====== RECORDS FOR THE TASK
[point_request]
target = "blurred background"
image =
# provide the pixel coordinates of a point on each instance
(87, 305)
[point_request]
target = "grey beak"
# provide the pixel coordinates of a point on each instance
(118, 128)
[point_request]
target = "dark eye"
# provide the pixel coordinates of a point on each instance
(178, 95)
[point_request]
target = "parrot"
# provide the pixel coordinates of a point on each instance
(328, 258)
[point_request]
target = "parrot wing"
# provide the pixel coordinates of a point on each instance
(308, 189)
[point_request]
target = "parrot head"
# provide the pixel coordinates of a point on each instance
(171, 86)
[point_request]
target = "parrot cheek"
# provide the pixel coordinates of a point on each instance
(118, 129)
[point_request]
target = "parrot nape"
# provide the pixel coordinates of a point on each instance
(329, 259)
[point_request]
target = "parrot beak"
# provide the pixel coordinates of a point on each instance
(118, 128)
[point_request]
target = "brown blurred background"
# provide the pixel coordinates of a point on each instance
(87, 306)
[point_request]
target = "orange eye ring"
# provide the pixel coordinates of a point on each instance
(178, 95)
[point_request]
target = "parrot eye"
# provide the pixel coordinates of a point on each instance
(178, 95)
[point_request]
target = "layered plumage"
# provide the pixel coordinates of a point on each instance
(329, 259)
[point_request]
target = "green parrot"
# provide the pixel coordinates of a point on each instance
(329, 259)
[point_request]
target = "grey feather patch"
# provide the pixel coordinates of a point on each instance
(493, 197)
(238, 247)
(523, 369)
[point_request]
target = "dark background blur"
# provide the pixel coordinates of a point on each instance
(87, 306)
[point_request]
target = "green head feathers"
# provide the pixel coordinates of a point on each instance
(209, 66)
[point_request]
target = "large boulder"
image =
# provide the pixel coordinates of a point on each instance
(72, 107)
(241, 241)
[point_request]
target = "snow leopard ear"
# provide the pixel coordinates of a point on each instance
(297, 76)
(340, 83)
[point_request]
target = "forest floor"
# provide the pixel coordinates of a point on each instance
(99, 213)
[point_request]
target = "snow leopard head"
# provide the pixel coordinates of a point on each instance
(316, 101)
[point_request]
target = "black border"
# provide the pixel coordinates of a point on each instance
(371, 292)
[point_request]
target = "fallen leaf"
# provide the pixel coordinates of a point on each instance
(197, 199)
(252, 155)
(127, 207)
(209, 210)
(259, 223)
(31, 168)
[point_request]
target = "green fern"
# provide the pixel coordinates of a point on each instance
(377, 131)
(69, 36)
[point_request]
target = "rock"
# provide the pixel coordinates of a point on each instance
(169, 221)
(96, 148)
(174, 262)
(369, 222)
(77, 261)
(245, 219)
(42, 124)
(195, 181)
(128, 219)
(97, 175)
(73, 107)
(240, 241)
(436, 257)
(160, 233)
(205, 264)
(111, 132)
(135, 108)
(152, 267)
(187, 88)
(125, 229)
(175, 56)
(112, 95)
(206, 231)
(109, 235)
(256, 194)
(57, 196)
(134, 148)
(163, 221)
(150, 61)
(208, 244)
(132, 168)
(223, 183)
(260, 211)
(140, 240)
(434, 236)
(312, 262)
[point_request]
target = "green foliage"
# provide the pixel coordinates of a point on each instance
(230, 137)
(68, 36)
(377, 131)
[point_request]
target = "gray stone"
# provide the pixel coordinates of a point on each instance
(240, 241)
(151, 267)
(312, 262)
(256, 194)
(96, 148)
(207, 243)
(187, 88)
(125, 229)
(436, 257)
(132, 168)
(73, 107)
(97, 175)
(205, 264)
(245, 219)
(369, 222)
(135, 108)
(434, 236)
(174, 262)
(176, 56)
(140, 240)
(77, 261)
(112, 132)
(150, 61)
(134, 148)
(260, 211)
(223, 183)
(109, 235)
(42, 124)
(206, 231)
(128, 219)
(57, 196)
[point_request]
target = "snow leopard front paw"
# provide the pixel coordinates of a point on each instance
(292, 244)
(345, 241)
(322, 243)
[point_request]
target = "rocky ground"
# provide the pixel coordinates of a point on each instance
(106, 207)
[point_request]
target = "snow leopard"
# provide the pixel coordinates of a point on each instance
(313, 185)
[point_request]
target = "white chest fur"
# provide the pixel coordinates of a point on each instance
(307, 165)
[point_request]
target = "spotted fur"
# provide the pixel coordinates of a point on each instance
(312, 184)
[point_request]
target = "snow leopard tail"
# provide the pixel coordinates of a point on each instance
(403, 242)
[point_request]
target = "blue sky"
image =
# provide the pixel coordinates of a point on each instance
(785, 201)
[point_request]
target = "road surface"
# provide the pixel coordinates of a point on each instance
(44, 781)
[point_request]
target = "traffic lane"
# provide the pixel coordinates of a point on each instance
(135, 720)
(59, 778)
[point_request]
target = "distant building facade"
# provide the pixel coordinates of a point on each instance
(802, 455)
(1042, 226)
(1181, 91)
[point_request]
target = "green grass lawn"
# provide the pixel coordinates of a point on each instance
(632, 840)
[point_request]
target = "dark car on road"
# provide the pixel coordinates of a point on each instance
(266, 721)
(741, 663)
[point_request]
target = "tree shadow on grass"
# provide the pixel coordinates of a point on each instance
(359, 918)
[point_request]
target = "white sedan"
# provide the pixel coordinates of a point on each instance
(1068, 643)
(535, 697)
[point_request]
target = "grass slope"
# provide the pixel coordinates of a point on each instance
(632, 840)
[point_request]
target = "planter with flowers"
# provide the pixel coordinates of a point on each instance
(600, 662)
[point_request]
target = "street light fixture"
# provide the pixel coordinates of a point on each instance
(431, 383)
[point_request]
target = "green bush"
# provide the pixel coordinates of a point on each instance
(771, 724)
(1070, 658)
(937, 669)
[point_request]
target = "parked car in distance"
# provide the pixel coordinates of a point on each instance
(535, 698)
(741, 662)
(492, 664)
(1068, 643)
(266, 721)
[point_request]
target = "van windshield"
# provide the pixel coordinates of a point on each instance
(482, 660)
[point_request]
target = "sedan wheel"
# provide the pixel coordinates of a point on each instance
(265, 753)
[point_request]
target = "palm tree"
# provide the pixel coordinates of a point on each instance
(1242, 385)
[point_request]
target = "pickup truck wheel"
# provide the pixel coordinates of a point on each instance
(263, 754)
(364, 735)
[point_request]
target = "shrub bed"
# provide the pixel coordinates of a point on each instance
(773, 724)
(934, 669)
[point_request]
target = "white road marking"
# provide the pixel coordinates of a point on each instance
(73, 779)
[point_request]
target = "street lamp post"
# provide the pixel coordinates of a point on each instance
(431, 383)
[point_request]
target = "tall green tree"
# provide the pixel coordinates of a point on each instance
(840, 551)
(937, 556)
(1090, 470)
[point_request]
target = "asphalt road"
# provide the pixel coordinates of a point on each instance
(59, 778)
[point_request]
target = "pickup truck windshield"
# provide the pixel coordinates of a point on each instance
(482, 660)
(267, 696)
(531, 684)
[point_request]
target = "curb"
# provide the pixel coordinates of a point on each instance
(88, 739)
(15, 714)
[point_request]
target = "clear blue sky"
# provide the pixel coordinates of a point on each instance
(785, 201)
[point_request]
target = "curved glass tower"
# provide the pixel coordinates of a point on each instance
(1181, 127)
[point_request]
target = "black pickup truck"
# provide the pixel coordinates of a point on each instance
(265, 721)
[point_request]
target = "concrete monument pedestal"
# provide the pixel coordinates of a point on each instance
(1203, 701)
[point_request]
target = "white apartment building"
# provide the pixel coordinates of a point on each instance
============
■ WHAT NEEDS TO BE DONE:
Return all of the data exactly as it reads.

■ REPLY TO THE TASK:
[point_request]
target = "blurred background"
image =
# provide the pixel coordinates of a point on each instance
(87, 305)
[point_request]
target = "grey beak"
# provide the pixel coordinates of a point on each instance
(118, 128)
[point_request]
target = "dark eye"
# provide the pixel coordinates of a point on each instance
(178, 95)
[point_request]
target = "parrot"
# provide the pixel coordinates of a point on each instance
(328, 258)
[point_request]
target = "parrot wing"
# provide the pixel coordinates of a point on each instance
(308, 189)
[point_request]
target = "parrot head"
# provide the pixel coordinates of a point on each instance
(171, 86)
[point_request]
target = "parrot cheek"
# provide the pixel coordinates of a point on each instance
(118, 129)
[point_request]
target = "parrot nape"
# provide the pixel coordinates of a point on each instance
(329, 259)
[point_request]
target = "parrot beak"
# provide the pixel coordinates of a point on each instance
(118, 128)
[point_request]
target = "brown blurred background"
# provide the pixel coordinates of a point on each instance
(87, 306)
[point_request]
target = "orange eye ring"
# provide the pixel coordinates of a point on each instance
(178, 95)
[point_request]
target = "parrot eye"
# provide the pixel coordinates of a point on each instance
(178, 95)
[point_request]
target = "layered plumage"
# provide the pixel coordinates of a point on each instance
(329, 259)
[point_request]
target = "green parrot"
# provide the pixel coordinates of a point on each instance
(329, 259)
[point_request]
target = "grey feather patch"
# provide the pixel coordinates of a point on each instance
(493, 197)
(238, 247)
(523, 369)
[point_request]
target = "dark background blur"
# provide the pixel coordinates of a point on each instance
(87, 306)
[point_request]
target = "green head feathers"
# provide the pixel coordinates of a point on each instance
(209, 66)
[point_request]
target = "large boulder"
image =
# provide the pixel coordinates of a point on each instance
(72, 107)
(241, 241)
[point_request]
target = "snow leopard ear"
# provide the pixel coordinates of a point on each instance
(297, 76)
(340, 83)
[point_request]
target = "forest floor"
# provide the pixel coordinates of a point on each instance
(99, 213)
[point_request]
target = "snow leopard head"
# provide the pixel coordinates of a point on each instance
(316, 101)
[point_request]
target = "black border"
# provide the pixel coordinates of a point on each instance
(371, 292)
[point_request]
target = "fallen leaf"
# provide the pixel coordinates of a point on each instance
(197, 199)
(252, 155)
(127, 207)
(209, 210)
(259, 223)
(31, 168)
[point_request]
target = "green fern"
# provide the pixel coordinates of a point on each instance
(377, 131)
(69, 36)
[point_request]
target = "rock"
# provide the pixel coordinates of a point on each instance
(169, 221)
(96, 148)
(174, 262)
(369, 222)
(77, 261)
(245, 219)
(42, 124)
(195, 181)
(128, 219)
(97, 175)
(73, 107)
(240, 241)
(436, 257)
(160, 233)
(205, 264)
(111, 132)
(135, 108)
(152, 267)
(187, 88)
(125, 229)
(175, 56)
(112, 95)
(206, 231)
(109, 235)
(256, 194)
(57, 196)
(134, 148)
(163, 221)
(150, 61)
(208, 244)
(132, 168)
(223, 183)
(260, 211)
(140, 240)
(434, 236)
(312, 262)
[point_request]
target = "green foliage"
# provide the pixel coordinates of a point on each instance
(230, 137)
(68, 36)
(377, 131)
[point_request]
target = "gray stone"
# provide the pixel coordinates of a point on each instance
(240, 241)
(151, 267)
(312, 262)
(256, 194)
(96, 148)
(207, 243)
(187, 88)
(125, 229)
(436, 257)
(132, 168)
(73, 107)
(97, 175)
(205, 264)
(245, 219)
(369, 222)
(135, 108)
(434, 236)
(174, 262)
(176, 56)
(140, 240)
(77, 261)
(112, 132)
(150, 61)
(134, 148)
(260, 211)
(223, 183)
(109, 235)
(42, 124)
(206, 231)
(128, 219)
(57, 196)
[point_request]
target = "snow leopard front paw"
# provide the pixel coordinates of a point on each instance
(292, 244)
(345, 241)
(322, 243)
[point_request]
target = "rocky ground"
# provide the pixel coordinates of a point on each instance
(106, 207)
[point_request]
target = "snow leopard"
# provide the pixel coordinates of a point on each instance
(313, 185)
[point_request]
target = "white chest fur"
# provide the pixel coordinates of a point on each instance
(307, 165)
[point_request]
target = "spotted fur"
# provide the pixel coordinates of a point on each instance
(312, 184)
[point_request]
target = "snow leopard tail"
# provide the pixel coordinates of a point on each instance
(403, 242)
[point_request]
target = "blue sky"
image =
# provide the pixel coordinates of a point on each instance
(785, 201)
[point_request]
target = "road surface"
# provide the pixel coordinates of a point on each instance
(44, 781)
[point_request]
target = "traffic lane"
# provide the pixel coordinates of a point on each instance
(135, 720)
(59, 778)
[point_request]
target = "distant building facade"
# provide the pixel coordinates of a point on each instance
(802, 455)
(1042, 226)
(1181, 91)
[point_request]
target = "green grass lawn"
# provide the pixel coordinates of a point on each instance
(632, 840)
[point_request]
target = "dark car on road"
# provide the pixel coordinates of a point on each instance
(266, 721)
(741, 663)
[point_request]
target = "tree shadow on grass"
# provide the pixel coordinates of a point on each instance
(359, 918)
[point_request]
target = "white sedan"
# provide the pixel coordinates of a point on each instance
(1068, 643)
(535, 697)
[point_request]
target = "grass slope"
# provide the pixel coordinates of a point on each instance
(632, 840)
[point_request]
target = "planter with flowers"
# provide the pixel coordinates of a point on each instance
(600, 662)
[point_request]
target = "street light fixture"
# provide the pixel coordinates of a point on each instance
(431, 383)
[point_request]
target = "green bush"
# provide the pixel coordinates of a point on each instance
(771, 724)
(1070, 658)
(937, 669)
[point_request]
target = "parked car in distance"
# provide the pixel coordinates of a point on each instance
(535, 698)
(741, 662)
(492, 664)
(1068, 643)
(266, 721)
[point_request]
target = "van windshield"
# provide the pixel coordinates of a point on each instance
(482, 660)
[point_request]
target = "sedan wheel"
# provide the pixel coordinates of a point on each instance
(265, 753)
[point_request]
target = "palm tree"
# provide the pixel coordinates of a point on each instance
(1242, 385)
[point_request]
target = "pickup truck wheel"
# provide the pixel coordinates of a point on each instance
(263, 754)
(364, 735)
[point_request]
target = "shrub bed"
# provide the pixel coordinates of a point on each instance
(773, 724)
(934, 669)
[point_request]
target = "white road marking"
# provide the pixel coordinates of a point on each instance
(73, 779)
[point_request]
target = "street lamp post"
# provide the pixel coordinates of a point on each instance
(431, 383)
[point_request]
target = "tall green tree"
# provide the pixel coordinates of a point on each instance
(840, 551)
(937, 556)
(1090, 470)
[point_request]
target = "asphalt road"
# provide the pixel coordinates of a point on each instance
(59, 778)
[point_request]
target = "pickup truck windshield"
# provide the pixel coordinates of a point on each instance
(482, 660)
(267, 696)
(531, 684)
[point_request]
target = "curb"
# provide the pixel coordinates of a point on each instance
(88, 739)
(15, 714)
[point_request]
target = "clear blue sky"
# provide the pixel coordinates of a point on each instance
(785, 201)
[point_request]
target = "curved glass tower"
# provide the pixel coordinates of a point on each instance
(1181, 127)
[point_request]
target = "black pickup truck"
# provide the pixel coordinates of a point on each instance
(265, 721)
[point_request]
target = "concrete monument pedestal"
# provide the pixel coordinates of a point on each instance
(1203, 701)
[point_request]
target = "white apartment building"
# provide the pixel coordinates of a point on each instance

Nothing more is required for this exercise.